§ **Instructions to follow**
Once you find the line that contains "Target: track lighting fixture", write out that line and every line after it to the end of the records, exactly and with nothing else.

[[ Data extracts open ]]

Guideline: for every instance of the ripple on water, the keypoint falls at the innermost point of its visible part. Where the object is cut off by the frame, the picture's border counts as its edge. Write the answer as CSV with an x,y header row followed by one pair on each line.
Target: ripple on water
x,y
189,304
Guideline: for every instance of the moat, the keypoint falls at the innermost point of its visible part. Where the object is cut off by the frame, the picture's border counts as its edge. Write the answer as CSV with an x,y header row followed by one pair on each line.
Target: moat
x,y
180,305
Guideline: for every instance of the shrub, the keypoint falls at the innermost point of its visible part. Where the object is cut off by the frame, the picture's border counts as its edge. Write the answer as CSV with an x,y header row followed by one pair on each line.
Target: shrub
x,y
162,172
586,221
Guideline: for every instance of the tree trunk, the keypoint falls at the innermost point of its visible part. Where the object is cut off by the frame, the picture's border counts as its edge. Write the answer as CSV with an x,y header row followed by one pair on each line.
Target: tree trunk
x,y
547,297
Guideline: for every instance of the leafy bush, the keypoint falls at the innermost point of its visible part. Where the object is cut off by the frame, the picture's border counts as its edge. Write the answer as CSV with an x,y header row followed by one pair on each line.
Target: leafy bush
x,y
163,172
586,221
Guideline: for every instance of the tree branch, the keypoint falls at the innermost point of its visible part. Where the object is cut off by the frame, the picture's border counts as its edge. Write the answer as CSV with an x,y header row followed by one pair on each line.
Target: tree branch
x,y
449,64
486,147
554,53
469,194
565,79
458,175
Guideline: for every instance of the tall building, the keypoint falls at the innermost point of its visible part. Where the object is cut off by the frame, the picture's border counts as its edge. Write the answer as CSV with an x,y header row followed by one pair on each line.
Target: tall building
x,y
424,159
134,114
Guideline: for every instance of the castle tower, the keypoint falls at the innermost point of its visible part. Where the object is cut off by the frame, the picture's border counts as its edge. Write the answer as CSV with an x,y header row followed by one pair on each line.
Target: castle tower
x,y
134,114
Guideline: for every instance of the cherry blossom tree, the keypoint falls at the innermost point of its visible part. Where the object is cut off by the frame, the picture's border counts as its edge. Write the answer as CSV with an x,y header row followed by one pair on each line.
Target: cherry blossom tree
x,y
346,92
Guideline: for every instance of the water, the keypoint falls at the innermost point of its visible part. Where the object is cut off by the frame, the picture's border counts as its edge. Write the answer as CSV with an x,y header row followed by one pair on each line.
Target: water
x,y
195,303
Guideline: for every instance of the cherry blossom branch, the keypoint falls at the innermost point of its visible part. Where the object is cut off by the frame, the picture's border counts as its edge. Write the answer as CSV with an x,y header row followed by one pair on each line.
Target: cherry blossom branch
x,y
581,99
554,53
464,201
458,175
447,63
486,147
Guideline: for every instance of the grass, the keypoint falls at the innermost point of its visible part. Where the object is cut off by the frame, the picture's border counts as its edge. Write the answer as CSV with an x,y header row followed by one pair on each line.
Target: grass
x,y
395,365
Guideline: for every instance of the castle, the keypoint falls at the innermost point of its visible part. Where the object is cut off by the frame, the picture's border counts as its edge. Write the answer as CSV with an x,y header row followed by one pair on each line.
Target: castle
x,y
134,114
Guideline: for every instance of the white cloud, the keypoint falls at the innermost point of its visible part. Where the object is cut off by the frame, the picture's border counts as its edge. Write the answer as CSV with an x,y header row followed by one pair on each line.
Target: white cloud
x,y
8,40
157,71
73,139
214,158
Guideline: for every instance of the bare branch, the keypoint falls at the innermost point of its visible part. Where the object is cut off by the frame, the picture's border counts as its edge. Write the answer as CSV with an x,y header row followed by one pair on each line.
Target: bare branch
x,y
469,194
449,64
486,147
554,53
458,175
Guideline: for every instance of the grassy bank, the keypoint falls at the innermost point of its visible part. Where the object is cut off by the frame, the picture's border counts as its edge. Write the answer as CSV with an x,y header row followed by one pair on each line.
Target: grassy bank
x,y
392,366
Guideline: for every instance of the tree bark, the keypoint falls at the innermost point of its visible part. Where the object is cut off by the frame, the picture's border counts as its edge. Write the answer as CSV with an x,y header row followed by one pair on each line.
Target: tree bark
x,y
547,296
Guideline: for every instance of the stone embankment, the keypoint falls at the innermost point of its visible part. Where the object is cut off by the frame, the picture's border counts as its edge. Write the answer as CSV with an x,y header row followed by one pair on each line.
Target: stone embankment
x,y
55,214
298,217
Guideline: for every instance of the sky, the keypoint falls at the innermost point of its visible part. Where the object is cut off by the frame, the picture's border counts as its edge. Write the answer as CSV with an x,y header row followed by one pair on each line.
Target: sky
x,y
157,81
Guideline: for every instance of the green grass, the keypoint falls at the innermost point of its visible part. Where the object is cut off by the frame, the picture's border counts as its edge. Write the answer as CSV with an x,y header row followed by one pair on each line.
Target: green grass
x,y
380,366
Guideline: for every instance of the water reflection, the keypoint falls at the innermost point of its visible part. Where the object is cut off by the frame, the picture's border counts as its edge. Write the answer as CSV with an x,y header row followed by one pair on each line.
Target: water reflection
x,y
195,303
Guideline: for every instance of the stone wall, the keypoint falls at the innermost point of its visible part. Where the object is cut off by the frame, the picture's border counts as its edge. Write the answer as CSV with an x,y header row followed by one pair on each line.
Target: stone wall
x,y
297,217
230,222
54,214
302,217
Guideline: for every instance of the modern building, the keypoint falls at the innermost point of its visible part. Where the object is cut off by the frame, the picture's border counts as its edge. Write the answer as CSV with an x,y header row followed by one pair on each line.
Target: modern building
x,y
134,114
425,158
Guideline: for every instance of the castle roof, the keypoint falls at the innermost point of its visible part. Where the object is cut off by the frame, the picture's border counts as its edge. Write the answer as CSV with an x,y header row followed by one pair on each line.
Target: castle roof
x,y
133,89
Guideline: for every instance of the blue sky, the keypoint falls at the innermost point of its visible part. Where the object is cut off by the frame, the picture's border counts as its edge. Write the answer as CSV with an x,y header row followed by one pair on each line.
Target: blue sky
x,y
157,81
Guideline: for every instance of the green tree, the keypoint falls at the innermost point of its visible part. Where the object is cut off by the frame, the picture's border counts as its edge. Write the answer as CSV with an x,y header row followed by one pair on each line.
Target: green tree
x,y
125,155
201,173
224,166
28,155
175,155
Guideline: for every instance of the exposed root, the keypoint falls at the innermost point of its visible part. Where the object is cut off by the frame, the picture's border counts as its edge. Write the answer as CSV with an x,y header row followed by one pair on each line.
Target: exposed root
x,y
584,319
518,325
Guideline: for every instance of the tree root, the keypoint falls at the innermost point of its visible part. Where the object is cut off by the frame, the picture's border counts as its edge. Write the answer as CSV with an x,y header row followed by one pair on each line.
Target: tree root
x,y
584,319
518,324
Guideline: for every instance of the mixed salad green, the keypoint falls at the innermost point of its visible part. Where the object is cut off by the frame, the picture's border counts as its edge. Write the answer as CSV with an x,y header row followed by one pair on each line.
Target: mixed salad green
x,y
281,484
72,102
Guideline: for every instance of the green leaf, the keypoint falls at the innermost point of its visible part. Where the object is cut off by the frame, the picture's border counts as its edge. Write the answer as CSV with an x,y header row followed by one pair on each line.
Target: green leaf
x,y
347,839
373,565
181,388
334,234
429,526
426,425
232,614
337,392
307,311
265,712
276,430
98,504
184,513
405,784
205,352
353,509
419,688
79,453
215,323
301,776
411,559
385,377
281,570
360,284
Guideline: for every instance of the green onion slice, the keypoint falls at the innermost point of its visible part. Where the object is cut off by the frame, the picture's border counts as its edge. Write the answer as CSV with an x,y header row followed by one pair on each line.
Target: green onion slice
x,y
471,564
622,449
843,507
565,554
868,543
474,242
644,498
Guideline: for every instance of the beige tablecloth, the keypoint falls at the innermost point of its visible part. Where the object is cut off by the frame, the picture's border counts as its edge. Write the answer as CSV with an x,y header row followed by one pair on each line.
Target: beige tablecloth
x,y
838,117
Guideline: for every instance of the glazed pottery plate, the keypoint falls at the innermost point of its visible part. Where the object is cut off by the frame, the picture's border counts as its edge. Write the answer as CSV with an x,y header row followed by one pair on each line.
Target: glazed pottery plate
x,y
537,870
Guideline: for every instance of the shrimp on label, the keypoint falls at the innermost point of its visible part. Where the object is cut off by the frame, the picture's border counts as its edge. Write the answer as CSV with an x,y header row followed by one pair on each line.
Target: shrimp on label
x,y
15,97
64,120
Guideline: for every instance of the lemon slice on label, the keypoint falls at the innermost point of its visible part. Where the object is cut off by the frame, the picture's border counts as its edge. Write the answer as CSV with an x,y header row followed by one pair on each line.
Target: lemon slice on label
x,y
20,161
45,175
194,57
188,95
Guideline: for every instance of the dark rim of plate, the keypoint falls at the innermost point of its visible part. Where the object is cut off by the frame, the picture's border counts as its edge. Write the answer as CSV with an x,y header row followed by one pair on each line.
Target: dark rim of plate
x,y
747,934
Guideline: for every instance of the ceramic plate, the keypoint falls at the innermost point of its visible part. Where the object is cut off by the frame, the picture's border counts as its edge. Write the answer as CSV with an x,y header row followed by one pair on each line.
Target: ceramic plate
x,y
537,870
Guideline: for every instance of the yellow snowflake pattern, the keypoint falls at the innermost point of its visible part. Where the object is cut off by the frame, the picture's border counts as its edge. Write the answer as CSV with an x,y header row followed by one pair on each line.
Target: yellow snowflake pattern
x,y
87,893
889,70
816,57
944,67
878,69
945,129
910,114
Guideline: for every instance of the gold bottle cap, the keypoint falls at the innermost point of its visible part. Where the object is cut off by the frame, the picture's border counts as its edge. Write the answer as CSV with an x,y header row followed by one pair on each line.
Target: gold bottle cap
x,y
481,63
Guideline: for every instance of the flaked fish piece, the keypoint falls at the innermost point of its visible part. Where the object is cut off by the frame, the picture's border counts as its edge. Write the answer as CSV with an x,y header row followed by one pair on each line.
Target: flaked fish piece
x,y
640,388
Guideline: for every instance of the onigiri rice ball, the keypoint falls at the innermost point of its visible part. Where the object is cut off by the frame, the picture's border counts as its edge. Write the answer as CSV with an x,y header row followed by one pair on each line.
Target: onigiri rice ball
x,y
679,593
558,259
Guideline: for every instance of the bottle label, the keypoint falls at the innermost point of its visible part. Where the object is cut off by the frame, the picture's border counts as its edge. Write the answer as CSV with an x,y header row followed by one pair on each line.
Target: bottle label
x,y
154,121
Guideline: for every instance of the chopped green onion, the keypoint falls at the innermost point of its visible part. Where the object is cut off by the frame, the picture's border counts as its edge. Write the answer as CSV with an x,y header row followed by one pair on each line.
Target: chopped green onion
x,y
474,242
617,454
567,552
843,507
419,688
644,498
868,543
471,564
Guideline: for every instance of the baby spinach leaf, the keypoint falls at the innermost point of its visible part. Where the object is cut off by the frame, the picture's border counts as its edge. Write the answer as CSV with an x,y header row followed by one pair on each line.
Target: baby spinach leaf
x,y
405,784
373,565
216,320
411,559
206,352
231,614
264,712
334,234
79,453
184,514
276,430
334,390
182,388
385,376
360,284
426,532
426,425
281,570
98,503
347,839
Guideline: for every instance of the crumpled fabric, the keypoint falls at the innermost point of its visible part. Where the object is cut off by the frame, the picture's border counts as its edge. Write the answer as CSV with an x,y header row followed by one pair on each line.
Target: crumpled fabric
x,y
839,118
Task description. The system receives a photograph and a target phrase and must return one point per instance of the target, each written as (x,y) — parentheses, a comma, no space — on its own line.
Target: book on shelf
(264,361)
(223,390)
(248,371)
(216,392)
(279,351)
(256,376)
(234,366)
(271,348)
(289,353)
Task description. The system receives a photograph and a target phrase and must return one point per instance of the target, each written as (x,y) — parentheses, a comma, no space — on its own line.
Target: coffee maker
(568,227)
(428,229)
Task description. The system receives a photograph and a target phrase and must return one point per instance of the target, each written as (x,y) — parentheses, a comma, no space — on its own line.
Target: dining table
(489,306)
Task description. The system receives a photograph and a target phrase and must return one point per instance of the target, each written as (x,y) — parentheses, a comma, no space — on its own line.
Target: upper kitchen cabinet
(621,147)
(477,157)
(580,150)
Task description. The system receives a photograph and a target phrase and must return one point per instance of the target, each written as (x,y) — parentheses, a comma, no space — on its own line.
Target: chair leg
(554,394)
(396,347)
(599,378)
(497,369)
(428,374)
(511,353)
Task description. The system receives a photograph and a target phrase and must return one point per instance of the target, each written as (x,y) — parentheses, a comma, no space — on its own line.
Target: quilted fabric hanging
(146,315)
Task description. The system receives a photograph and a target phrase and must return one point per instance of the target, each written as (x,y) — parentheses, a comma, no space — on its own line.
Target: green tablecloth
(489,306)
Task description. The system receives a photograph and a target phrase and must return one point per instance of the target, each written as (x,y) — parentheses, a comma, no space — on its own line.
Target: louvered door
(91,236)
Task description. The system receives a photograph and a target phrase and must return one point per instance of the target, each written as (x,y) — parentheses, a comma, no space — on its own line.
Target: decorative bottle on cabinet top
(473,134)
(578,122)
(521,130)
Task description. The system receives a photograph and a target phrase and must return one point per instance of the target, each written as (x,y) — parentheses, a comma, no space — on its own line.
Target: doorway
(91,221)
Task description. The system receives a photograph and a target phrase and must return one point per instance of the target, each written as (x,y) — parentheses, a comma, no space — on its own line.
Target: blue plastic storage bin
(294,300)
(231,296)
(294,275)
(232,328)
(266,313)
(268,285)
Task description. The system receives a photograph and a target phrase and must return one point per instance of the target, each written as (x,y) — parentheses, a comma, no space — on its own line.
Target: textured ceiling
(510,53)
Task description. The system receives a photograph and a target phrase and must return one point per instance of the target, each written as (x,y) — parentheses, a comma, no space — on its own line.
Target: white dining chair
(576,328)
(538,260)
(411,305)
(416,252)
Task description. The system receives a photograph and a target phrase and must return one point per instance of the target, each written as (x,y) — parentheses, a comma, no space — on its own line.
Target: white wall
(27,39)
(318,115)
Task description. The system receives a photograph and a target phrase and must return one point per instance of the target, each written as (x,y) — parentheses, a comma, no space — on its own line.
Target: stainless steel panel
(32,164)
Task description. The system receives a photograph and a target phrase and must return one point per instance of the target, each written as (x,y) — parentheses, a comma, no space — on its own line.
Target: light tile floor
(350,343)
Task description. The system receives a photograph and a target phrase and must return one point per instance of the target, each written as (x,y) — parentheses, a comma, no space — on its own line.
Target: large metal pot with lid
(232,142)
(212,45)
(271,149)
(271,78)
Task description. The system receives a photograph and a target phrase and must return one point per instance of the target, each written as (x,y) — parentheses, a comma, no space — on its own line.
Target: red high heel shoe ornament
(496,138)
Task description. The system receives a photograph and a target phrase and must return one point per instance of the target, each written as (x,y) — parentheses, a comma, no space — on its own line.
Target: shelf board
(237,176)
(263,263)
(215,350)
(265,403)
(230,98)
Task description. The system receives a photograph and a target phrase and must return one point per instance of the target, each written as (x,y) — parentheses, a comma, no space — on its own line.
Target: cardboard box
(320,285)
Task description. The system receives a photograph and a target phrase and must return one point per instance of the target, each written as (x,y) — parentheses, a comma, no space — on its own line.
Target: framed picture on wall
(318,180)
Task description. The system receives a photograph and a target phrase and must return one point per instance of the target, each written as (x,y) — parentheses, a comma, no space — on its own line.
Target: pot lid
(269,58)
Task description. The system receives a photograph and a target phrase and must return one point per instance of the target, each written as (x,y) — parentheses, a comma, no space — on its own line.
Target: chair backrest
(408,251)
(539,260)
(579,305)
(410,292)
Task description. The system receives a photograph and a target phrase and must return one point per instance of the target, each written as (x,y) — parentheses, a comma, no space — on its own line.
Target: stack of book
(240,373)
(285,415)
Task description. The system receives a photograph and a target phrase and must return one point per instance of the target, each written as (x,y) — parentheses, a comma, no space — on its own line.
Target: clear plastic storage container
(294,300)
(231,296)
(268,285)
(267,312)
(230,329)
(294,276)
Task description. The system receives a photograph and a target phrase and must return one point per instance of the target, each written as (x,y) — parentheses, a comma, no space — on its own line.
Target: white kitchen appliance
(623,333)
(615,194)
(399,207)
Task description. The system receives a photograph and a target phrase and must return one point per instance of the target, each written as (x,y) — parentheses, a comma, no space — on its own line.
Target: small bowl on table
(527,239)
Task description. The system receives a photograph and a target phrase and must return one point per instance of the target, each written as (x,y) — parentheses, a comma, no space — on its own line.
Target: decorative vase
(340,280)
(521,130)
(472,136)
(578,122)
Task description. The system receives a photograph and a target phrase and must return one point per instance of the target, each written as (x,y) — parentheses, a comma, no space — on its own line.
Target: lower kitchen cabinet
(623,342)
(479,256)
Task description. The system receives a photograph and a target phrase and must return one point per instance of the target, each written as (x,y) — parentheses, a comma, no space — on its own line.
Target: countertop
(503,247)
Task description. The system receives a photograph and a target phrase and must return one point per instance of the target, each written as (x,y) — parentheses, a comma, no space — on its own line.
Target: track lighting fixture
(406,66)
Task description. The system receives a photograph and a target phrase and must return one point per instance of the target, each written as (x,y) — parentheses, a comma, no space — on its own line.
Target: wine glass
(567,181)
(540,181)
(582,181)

[[ Data extracts closed ]]

§ **Reply**
Target: track lighting fixture
(406,66)
Task description. The system receives a photograph and a target phrase and must return one point per instance of the target, each written as (x,y) — parentheses, a comma, no space — on its own line.
Target: wine glass
(567,181)
(540,181)
(582,181)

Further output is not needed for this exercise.